Image-grounded pointing data:
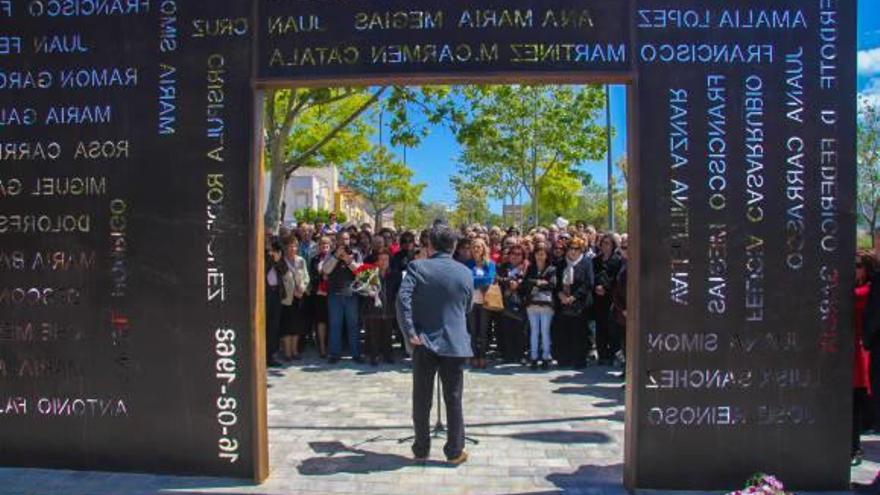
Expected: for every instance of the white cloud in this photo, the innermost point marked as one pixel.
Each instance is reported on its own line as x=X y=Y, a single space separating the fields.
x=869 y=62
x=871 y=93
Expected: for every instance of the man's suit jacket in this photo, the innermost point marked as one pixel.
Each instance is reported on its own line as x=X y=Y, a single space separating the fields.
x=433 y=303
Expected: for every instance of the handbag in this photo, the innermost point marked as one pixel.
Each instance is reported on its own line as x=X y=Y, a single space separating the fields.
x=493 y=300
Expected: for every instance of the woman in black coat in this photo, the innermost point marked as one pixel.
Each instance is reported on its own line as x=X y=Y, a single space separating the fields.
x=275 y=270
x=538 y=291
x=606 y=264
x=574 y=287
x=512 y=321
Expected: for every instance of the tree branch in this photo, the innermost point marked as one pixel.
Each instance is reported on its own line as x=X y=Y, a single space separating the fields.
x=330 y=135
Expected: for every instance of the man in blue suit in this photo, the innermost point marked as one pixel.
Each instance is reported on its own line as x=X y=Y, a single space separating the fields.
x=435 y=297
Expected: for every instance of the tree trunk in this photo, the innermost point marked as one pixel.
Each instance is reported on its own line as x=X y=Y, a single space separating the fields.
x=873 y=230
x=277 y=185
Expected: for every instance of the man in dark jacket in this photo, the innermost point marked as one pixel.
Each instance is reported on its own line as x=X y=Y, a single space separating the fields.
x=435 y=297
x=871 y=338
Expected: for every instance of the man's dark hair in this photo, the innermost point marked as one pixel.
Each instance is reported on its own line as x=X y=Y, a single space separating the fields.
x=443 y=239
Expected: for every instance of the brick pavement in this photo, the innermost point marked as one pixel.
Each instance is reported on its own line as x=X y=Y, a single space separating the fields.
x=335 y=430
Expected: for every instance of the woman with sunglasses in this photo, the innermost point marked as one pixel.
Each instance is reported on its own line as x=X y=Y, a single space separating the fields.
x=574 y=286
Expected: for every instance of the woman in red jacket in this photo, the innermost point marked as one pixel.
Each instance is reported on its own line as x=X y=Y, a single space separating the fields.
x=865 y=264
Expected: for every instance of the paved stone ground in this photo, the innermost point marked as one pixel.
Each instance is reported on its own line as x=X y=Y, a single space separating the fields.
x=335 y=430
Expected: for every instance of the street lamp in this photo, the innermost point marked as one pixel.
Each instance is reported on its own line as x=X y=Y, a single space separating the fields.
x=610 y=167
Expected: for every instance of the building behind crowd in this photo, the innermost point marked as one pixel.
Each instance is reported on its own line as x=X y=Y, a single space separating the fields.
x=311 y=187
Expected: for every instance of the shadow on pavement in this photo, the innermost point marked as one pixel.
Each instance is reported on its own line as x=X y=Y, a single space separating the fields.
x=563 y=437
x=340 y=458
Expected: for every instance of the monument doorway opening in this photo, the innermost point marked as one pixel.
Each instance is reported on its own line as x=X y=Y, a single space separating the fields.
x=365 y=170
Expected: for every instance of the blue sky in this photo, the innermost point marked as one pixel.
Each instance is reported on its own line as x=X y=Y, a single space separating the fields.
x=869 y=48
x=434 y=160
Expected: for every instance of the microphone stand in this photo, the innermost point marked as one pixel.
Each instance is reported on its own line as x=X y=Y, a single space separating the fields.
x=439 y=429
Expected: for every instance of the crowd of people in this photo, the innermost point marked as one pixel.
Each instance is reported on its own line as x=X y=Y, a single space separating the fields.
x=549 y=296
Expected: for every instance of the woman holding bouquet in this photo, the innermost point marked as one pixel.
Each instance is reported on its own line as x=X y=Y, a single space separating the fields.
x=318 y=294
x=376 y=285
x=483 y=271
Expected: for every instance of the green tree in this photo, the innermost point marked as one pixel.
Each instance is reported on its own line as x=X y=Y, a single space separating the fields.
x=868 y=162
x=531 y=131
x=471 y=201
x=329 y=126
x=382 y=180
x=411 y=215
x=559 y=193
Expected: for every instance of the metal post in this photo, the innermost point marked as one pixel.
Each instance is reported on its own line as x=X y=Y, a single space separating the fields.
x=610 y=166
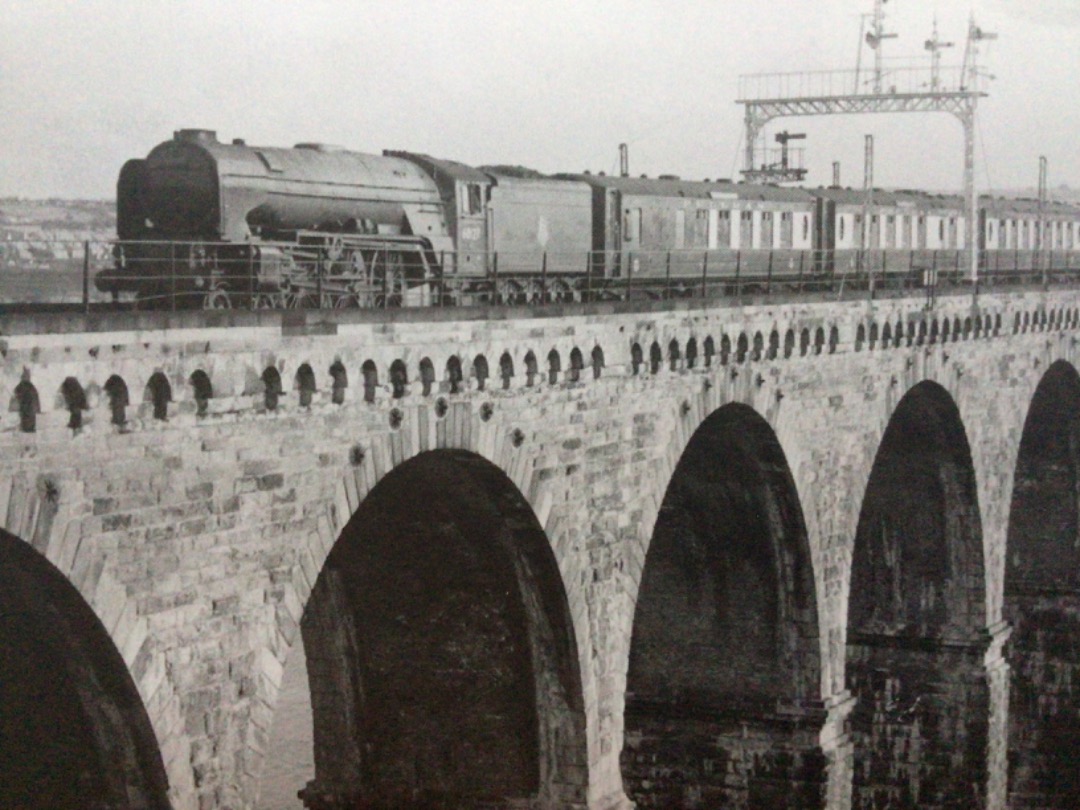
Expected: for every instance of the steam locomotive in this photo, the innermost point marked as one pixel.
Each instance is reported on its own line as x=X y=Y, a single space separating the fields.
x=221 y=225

To do: Your task is to transcribe all of the records precisely, with no images included.

Solution to the problem:
Expected: for every instance of the white cloud in this photo, the innermost point marked as one pixel.
Each instance is reported on its own line as x=X y=Y, a single space separating the fields.
x=869 y=62
x=871 y=93
Expected: for every instance of the man's suit jacket in this photo, the innermost point marked as one pixel.
Each instance is reported on its own line as x=X y=Y, a single space separating the fields.
x=433 y=303
Expected: for every instance of the handbag in this photo, the innermost point marked as one pixel.
Each instance is reported on its own line as x=X y=Y, a single space separating the fields.
x=493 y=300
Expected: for every instance of the woman in black coat in this photo, the innermost point marked as one pixel.
Each instance is reported on its own line as x=X y=Y, a single space separating the fields.
x=275 y=270
x=538 y=291
x=606 y=264
x=574 y=287
x=512 y=321
Expected: for every instance of the tree branch in this photo, the innermost point marked as one pixel.
Each instance is reported on its own line as x=X y=Y, a single space separating the fields.
x=330 y=135
Expected: for every instance of the man in blue suit in this photo, the innermost point marked as one pixel.
Each instance is reported on its own line as x=X y=Y, a single space separating the fields.
x=435 y=297
Expected: for every instance of the tree trunk in this photo, the innermost point marked as one pixel.
Each instance is reported on its own line as x=X y=Y, a single space separating the fields.
x=873 y=230
x=277 y=185
Expected: for every instance of the man in dark jacket in this photo, the innermost point marked as one pixel.
Each instance is reported on its own line as x=X y=Y, a single space separating the fields.
x=435 y=297
x=871 y=338
Expected: for every instance of the man's dark hair in this photo, the innermost point marked as one pixel.
Each instance is reported on its own line as x=X y=Y, a single space separating the fields.
x=443 y=239
Expected: for every instance of the brick pavement in this photo, the innermost point marked as one pixel.
Each instance is reported on its own line as x=X y=Y, a single space separating the fields.
x=335 y=430
Expected: for every instance of the woman with sunglasses in this photo, the innermost point marked as one pixel.
Each instance is reported on its own line as x=X y=Y, a single space separating the fields.
x=574 y=286
Expected: for every instance of the woman in red jacket in this photo, the innermost point marked as one pixel.
Each instance is reported on its own line as x=X y=Y, a single space separating the fields.
x=865 y=264
Expected: for every instance of the paved stone ground in this photo, the innermost point marked as one pixel.
Each instance is reported on its own line as x=X y=Y, a single space separating the fields.
x=335 y=430
Expected: for every instance of the street lamp in this photo, the innermost point marked as one pixel.
Each instance is reported on its own line as x=X y=Y, a single space separating the fields.
x=610 y=167
Expected: for every instance of the building behind crowd in this photo, the innermost point marked as one pixel.
Each instance is reported on its own line as x=X y=Y, a single space separating the fields.
x=311 y=187
Expected: for every instance of the shadow on pavement in this photo, the innermost point marked as one pixel.
Each instance is reported on its own line as x=X y=Y, a single space separating the fields.
x=563 y=437
x=340 y=458
Expected: for every instance of the monument doorway opening in this photo, the innermost point marked as one pixel.
Each instance is reported on its own line as x=X y=Y, a single space separating the fields.
x=365 y=170
Expected: for every instance of the blue sky in this photo, the innermost point marked as one pixel.
Each instance is reported on its own line as x=X y=Y, a single space separating the fields.
x=869 y=48
x=434 y=160
Expected: for every instance of the microphone stand in this photo, the innermost point marked as one pixel.
Each instance is reported on its own line as x=X y=Y, a single space separating the fields.
x=439 y=429
Expected: for every instance of the crowd of people in this photo, the innermost point marked as one pixel.
Each instance is reported on its own line as x=X y=Y, a single space separating the fields.
x=549 y=296
Expected: for every instance of the woman holding bouquet in this photo, the innermost point marked as one pixel.
Each instance is reported on its own line as x=X y=Y, a single space separating the fields.
x=318 y=294
x=376 y=285
x=483 y=271
Expected: for every instance of the green tree in this photo, the innermost point marked as one pixel.
Each instance is reported on its own line as x=X y=Y, a single space separating the fields.
x=868 y=162
x=531 y=131
x=471 y=201
x=329 y=126
x=382 y=180
x=411 y=215
x=559 y=193
Expected: for every instance of the metal post in this photo, the innermost point marked as one pixel.
Each instance is reported on its own line as x=X y=Y, a single space separating the fields.
x=610 y=166
Expected: for every instance of the steam locomotive in this photo, the innermost point marked as one pixel.
Each instance is reported on its own line as x=X y=Y, a single space separating the fields.
x=221 y=225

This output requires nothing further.